___ Passage to read

China – rightly – is wildly proud of its pandas, the fluffy bear known for its black-and-white spots and penchant for bamboo.
But when a local café in Chengdu – the south-central providence China’s pandas called home –started dying white dogs to resemble the famous local bear, outraged citizens loudly disagreed with the owner’s supposedly clever marketing strategy.
“While they look adorable, dyeing the pet this way can easy hurt them,” one user wrote on Weibo, China’s version of Twitter. “Why did he have to treat the dogs like that?” another person wondered, according to CNN.
The original idea was to let the “pandas” interact with customers while they ate, like a knock-off version of a cat café. But the shop’s owner, Mr. Huang, took the concept further by offering patrons the option to also dye their own dogs.
“It costs 1,500 Chinese yuan ($212) to dye (a pet) each time,” Huang says in the following video, which was posted by China’s People’s Daily. He swear the imported Japanese dye doesn’t present a health risk to the animals, but animal advocates have rightly countered this claim.

______
___ Available data

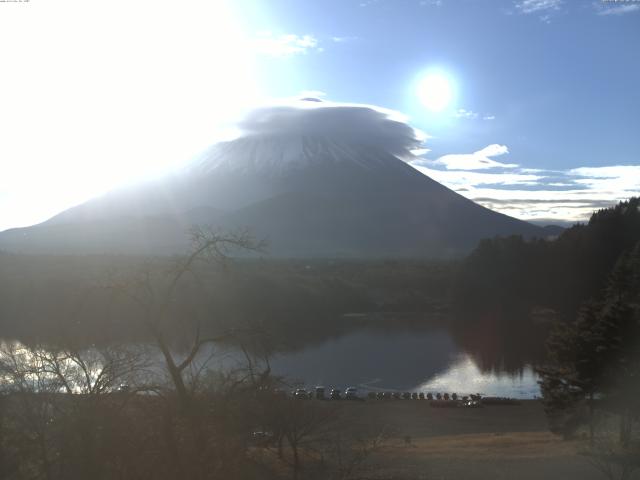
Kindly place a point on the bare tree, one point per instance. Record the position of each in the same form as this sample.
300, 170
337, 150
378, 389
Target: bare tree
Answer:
156, 296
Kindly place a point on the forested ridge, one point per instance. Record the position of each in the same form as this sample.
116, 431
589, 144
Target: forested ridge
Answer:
517, 274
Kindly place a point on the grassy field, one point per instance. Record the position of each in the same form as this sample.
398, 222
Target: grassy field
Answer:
493, 442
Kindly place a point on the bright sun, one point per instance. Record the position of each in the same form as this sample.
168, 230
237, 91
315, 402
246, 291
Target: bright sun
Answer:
435, 91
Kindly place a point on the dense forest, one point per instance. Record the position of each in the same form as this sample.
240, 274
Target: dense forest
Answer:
76, 297
560, 274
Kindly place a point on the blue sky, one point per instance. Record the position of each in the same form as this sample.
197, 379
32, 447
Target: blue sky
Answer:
542, 124
554, 84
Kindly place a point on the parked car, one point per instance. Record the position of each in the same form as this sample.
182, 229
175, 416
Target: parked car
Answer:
351, 393
300, 393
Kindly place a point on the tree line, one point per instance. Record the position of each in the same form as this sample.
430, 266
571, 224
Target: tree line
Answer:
137, 411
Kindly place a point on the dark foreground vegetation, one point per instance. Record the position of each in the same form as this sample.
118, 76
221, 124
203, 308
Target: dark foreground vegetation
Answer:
586, 287
111, 377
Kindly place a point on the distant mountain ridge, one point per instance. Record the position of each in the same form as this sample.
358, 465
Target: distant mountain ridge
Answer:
309, 196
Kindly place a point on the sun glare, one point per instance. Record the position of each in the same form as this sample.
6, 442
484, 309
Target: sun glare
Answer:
435, 91
125, 93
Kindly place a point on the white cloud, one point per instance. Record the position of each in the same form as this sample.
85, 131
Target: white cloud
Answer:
284, 45
462, 113
343, 39
364, 124
471, 115
479, 160
543, 195
537, 6
616, 8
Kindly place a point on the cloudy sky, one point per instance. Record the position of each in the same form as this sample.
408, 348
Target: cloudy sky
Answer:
530, 107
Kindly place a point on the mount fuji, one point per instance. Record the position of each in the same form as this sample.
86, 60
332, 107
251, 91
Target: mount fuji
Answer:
314, 180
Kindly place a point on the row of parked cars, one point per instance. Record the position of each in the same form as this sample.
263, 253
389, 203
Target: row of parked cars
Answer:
351, 393
320, 393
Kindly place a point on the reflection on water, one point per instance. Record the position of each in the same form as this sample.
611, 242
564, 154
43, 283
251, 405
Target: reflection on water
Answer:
412, 360
464, 377
406, 359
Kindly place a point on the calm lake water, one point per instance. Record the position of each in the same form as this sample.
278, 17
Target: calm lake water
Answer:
404, 360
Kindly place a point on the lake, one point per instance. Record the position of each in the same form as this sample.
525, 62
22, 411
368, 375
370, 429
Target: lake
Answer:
395, 359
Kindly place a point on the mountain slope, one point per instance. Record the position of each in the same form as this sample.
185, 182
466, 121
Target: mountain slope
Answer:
308, 195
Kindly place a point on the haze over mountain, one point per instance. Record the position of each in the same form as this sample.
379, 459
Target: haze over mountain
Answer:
314, 178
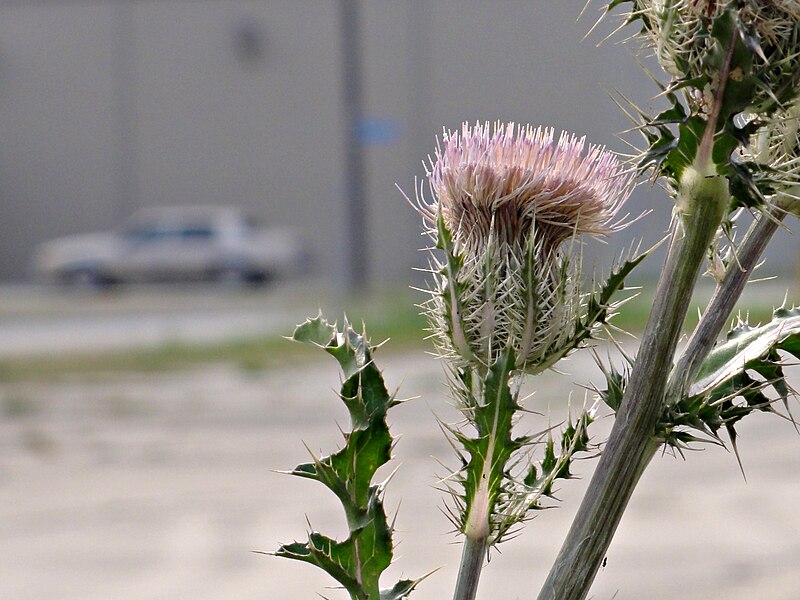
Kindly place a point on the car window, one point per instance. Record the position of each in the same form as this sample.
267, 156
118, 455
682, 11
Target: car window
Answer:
197, 232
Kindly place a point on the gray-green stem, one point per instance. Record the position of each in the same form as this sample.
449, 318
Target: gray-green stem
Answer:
725, 298
631, 443
469, 572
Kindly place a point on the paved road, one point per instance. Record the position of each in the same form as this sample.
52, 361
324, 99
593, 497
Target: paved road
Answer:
41, 320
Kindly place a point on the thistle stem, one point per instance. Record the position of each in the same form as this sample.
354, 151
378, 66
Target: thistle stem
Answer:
724, 299
470, 570
631, 444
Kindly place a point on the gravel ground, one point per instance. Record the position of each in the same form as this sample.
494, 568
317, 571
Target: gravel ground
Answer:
162, 486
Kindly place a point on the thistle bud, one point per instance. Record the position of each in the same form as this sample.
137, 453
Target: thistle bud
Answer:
505, 212
682, 36
774, 157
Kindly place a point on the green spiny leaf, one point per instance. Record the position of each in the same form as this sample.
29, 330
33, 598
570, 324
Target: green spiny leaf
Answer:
357, 562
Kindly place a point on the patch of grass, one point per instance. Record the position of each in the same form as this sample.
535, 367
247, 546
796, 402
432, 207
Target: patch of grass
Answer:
390, 316
18, 405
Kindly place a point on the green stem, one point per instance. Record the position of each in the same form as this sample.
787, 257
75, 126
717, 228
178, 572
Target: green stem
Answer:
470, 570
631, 444
724, 299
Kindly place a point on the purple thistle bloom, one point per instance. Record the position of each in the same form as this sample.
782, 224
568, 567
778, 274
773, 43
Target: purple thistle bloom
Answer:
515, 180
509, 199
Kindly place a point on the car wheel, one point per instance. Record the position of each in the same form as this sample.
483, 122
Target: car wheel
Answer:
238, 276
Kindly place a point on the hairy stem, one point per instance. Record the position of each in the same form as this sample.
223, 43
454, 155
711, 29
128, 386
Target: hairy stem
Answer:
470, 570
631, 444
724, 299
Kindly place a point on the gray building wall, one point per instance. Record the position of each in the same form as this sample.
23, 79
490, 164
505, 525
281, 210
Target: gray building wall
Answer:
108, 106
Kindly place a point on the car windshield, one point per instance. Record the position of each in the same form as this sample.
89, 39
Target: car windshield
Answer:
141, 232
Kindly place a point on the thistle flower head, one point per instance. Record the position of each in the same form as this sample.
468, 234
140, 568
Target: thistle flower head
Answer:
503, 204
512, 181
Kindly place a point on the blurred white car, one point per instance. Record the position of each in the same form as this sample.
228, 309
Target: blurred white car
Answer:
175, 244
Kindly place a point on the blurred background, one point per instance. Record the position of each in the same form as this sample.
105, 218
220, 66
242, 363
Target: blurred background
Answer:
139, 423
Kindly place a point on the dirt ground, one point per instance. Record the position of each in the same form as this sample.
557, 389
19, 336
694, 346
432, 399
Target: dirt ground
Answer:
163, 486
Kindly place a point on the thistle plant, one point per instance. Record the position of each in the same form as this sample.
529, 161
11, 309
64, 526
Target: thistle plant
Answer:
507, 210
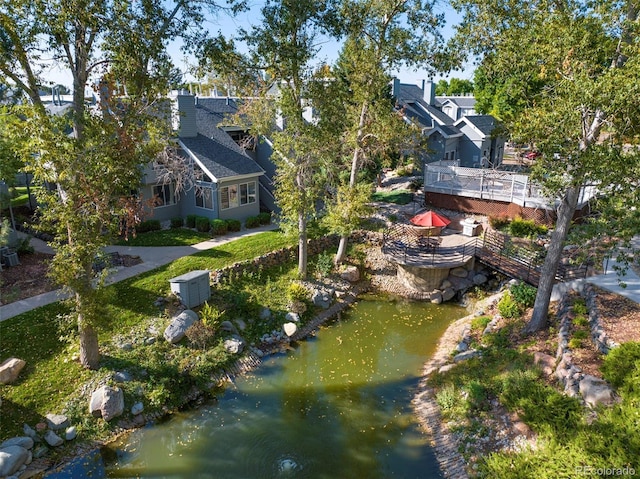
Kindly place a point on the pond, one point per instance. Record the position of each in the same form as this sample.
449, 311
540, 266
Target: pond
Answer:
336, 406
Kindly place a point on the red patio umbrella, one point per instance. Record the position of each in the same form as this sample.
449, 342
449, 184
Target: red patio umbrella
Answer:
430, 218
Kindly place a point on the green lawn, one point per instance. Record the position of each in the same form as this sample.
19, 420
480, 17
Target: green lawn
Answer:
48, 344
170, 237
399, 197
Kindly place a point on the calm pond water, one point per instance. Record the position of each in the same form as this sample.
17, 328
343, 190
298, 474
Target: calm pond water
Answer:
338, 406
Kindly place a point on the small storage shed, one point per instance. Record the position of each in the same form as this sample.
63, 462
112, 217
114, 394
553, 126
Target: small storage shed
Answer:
192, 288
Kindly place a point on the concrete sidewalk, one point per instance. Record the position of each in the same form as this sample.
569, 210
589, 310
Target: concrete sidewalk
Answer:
611, 281
152, 257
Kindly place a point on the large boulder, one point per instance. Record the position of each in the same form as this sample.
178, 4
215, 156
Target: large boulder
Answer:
107, 402
290, 329
10, 369
22, 441
11, 459
546, 362
350, 273
234, 345
53, 439
321, 298
57, 421
179, 325
595, 391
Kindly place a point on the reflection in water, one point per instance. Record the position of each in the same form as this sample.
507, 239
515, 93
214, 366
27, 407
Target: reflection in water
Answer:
335, 407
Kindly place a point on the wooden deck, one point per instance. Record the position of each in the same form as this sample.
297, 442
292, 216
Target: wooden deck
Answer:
403, 245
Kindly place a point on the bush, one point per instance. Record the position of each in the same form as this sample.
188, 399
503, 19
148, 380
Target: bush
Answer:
219, 227
234, 225
297, 292
23, 246
500, 221
324, 265
622, 364
191, 221
524, 295
508, 307
526, 228
265, 218
252, 222
149, 225
202, 224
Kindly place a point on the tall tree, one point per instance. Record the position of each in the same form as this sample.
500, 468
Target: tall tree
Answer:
381, 36
283, 47
571, 73
93, 156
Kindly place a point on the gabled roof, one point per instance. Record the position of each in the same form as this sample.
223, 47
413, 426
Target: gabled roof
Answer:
460, 101
213, 148
484, 124
411, 97
446, 131
218, 159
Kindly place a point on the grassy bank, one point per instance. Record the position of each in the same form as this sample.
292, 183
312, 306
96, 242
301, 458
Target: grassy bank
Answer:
161, 374
571, 439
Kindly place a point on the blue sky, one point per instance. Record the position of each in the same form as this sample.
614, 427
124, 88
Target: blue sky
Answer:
328, 52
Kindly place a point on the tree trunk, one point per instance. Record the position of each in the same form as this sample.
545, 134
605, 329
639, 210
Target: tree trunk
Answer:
89, 351
554, 255
355, 165
302, 245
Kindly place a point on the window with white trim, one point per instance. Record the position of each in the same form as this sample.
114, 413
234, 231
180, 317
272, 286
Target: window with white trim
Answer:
164, 195
229, 197
204, 197
247, 193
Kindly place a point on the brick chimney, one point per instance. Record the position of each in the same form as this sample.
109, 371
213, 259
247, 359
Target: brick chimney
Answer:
429, 92
187, 127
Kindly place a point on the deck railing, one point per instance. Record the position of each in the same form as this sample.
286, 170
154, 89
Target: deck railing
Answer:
407, 246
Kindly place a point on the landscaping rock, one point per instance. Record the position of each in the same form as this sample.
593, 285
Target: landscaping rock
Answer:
446, 367
321, 299
70, 433
137, 408
459, 272
123, 377
10, 369
29, 431
292, 317
179, 325
351, 274
479, 279
53, 439
546, 362
290, 328
229, 327
107, 402
234, 345
57, 421
448, 294
22, 441
472, 353
435, 297
595, 391
11, 459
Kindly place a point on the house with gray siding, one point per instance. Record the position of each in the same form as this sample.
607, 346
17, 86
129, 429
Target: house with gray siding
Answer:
453, 136
227, 179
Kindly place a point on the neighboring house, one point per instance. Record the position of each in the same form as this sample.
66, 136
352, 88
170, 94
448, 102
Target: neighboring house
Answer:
227, 179
457, 107
455, 138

______

■ Aim of the task
Pick up the article about the Chengdu café that dyed dogs to look like pandas right after its last sentence, and keep writing.

■ Expected answer
“Dogs aren’t bonsai trees to be sculpted into shapes that please us,” PETA’s Elisa Allen said in a statement. “Many are nervous about being groomed, and dyeing them bright colors puts them at risk for allergic reactions and even toxic poisoning, which can have serious and even fatal consequences.”
Meanwhile, stories abound about dogs falling victim to ill-conceived fashion trends – especially in China, where the nearby state of Guangdong once marketed “tiger dogs” – ie dogs dyed with faux tiger stripes – to “trendsetting” consumers. Many of those innocent canines, according to reports, died within the week.
We sincerely hope that this viral backlash – which started in China but has quickly gone global – will help Mr. Huang recognized the error of his ways. “Panda dogs” might be a unique marketing ploy, but no amount of money is worth putting innocent lives at risk!